PAGE EXTRACT:
* * * * *

The grand mean of within-speaker accuracies was above chance at 50% but well below ceiling in both the verb accent (78%) and subject accent (83%) conditions, replicating the semantic persistence effect. To test whether the difference between the two conditions was significant after controlling for the lexical-level predictors, a logistic mixed-effects regression model was fitted to the accuracy of the responses using the lme4 package in R (Bates et al., 2015), with pitch accent condition, semantic fit, and transitivity bias as fixed effects without interaction terms, and subject and item as random effects.12 Convergence issues due to overparameterization of the random effects structure were addressed through the iterative model reduction process suggested in Bates et al. (2018), whereby the correlation between random effects was dropped first and individual random effects were removed in the order of lowest variance until the model converged, in order to keep the random effects structure as informative as possible. The final model included a random slope for Pitch by subject, and random intercepts by item and by subject.13 To test the significance of each predictor, the full model was compared via a log likelihood-ratio test to a depleted model with the predictor of interest removed.14 Table 1 reports the log-odds estimates and standard errors from the final model and the chi-squared statistics and p-values from the log likelihood-ratio tests.

Table 1: The point estimate and standard error (in brackets), chi-squared value, and the p-value (bold for reaching significance, p < 0.05) from the logistic mixed-effects model fitted to accuracy.

Estimate (SE) χ2 p
Pitch (Verb) –0.19 (0.08) 5.41 0.020
Semantic Fit –0.44 (0.15) 7.45 0.006
Transitivity –0.19 (0.16) 1.39 0.238

A post-hoc analysis of response times (mean = 2080, SD = 759) was also conducted to determine whether listeners were garden-pathed in both pitch accent conditions, as intended by the resynthesis design. Figure 6 shows the distribution of response times aggregated by item between the two conditions, where each line tracks an item’s mean response time across conditions. The response time distribution for a subset of the filler items that were non-garden-path sentences of similar length with an unambiguously intransitive adjunct verb (e.g., When Tyler sneezed, the driver passed a tissue) is also plotted to the right for comparison.

Figure 6: Response time distributions of the critical trials by condition (raincloud plot to the left) and a subset of the filler trials (boxplot to the right). Each dot represents the mean response time of an item. The slopes of the lines connecting the dots represent the effect of pitch accent condition on response time.

* * * * *

INPUT:

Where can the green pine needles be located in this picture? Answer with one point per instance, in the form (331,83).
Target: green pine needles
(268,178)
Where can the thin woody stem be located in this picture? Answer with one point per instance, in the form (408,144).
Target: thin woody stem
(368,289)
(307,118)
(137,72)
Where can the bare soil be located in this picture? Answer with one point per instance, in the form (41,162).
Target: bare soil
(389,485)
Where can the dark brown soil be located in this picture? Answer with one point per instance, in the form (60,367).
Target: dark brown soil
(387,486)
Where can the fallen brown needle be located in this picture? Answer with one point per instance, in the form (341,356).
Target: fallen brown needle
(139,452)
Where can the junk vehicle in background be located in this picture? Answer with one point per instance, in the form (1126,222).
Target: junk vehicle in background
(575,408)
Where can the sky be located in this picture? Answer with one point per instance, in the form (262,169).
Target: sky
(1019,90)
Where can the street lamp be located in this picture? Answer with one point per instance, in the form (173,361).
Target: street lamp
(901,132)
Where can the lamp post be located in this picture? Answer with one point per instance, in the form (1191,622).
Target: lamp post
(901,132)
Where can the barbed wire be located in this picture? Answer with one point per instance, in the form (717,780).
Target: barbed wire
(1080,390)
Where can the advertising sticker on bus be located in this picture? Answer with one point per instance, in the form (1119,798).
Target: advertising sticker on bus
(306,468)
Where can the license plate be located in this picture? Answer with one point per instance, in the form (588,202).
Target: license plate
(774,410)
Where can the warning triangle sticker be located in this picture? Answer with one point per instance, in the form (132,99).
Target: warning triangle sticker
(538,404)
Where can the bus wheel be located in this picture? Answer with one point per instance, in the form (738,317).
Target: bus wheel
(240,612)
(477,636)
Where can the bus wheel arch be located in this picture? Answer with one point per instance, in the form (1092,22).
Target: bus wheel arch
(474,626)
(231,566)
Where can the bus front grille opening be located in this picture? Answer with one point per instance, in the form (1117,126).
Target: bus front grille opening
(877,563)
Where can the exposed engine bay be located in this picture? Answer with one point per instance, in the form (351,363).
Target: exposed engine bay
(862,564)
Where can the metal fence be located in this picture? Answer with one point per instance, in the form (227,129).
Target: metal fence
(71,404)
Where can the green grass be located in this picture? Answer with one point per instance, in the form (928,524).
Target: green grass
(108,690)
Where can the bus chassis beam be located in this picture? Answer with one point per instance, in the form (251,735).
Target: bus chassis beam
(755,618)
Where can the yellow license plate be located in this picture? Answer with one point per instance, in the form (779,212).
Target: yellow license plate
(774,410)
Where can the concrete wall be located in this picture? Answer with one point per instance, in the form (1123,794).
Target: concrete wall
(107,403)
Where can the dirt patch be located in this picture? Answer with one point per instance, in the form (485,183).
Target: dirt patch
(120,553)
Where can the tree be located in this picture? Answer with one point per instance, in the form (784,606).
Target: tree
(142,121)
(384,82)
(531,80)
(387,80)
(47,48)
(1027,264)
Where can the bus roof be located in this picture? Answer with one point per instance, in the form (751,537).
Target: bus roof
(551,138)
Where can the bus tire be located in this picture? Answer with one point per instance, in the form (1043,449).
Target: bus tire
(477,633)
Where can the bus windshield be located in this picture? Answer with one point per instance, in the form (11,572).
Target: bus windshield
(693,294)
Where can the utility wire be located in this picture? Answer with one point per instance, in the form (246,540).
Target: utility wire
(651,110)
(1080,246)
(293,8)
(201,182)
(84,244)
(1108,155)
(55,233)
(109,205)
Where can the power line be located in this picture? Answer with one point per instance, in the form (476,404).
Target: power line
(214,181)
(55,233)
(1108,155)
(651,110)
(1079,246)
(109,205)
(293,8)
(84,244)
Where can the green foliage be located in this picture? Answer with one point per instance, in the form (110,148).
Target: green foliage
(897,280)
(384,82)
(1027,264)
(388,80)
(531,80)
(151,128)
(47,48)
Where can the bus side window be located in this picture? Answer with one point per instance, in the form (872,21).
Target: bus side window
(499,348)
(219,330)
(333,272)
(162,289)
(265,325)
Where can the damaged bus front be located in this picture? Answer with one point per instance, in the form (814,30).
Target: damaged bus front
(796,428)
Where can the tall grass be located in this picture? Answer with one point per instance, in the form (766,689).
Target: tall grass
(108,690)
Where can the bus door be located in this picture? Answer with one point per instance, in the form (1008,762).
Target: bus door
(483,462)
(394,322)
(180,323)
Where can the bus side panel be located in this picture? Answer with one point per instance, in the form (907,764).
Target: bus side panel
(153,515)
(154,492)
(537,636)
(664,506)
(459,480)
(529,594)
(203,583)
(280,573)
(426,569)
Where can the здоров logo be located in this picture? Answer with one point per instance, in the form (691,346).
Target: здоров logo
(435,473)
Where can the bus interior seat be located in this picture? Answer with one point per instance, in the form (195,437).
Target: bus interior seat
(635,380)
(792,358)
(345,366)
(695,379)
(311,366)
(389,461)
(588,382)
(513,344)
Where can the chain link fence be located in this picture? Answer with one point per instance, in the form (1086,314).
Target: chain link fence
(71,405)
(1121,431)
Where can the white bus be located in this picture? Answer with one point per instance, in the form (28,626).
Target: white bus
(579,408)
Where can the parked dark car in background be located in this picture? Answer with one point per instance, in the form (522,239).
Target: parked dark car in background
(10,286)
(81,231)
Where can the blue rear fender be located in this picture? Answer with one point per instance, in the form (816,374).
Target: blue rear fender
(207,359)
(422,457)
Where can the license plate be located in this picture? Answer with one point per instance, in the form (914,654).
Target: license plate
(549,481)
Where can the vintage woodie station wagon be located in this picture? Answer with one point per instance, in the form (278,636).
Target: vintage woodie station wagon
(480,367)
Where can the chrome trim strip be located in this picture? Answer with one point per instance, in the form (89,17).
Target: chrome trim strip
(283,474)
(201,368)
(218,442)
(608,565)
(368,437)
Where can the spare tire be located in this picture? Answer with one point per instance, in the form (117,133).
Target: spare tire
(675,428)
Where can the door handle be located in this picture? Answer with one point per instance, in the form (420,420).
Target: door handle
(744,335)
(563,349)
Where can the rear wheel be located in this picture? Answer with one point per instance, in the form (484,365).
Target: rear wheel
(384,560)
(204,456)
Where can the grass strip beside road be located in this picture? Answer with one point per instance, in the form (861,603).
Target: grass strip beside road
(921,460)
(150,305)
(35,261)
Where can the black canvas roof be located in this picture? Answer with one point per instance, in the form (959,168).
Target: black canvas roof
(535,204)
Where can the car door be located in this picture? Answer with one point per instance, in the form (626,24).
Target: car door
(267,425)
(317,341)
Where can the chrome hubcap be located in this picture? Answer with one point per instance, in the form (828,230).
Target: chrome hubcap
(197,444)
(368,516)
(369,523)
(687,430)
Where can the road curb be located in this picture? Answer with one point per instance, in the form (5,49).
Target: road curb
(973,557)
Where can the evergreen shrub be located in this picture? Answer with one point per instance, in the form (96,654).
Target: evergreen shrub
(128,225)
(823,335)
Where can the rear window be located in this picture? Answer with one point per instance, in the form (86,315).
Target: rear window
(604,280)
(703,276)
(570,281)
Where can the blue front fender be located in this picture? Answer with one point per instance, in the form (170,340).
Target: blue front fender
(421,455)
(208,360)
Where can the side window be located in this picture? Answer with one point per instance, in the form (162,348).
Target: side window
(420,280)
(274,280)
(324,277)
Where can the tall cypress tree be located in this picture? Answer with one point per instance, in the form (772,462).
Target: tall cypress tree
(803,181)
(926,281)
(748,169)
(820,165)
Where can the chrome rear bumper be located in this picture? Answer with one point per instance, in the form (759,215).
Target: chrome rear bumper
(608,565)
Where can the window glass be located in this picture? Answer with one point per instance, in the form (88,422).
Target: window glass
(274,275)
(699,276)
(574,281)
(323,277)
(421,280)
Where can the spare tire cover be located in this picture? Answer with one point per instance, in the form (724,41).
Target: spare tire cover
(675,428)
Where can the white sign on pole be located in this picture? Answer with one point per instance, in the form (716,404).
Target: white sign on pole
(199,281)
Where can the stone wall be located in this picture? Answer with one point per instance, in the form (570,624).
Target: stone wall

* * * * *

DIRECTIVES:
**1.** Count the lines of the rows that contain the string "foliage", treating case as significant, and give only the number.
**2.** Continue the passage on the pitch accent experiment's accuracy and response time results from where it ends.
The text and the rows have nothing to do with each other.

THE RESPONSES:
**1.** 2

**2.**
In addition, a linear mixed-effects regression model was fitted to log-transformed response time with pitch accent placement, semantic fit, transitivity bias, and accuracy as fixed effects without interaction terms, and subject and item as random effects with varying intercepts.15 Table 2 reports the estimates, standard errors, and t-values from the model. The model estimates a large effect on response time of semantic fit and transitivity bias such that responses are slower for items with high semantic fit and high transitivity bias scores, whereas the location of the pitch accent has a small effect on response time.16

Table 2: The point estimate and standard error (in brackets), and the t-value from the linear mixed-effects model fitted to response time.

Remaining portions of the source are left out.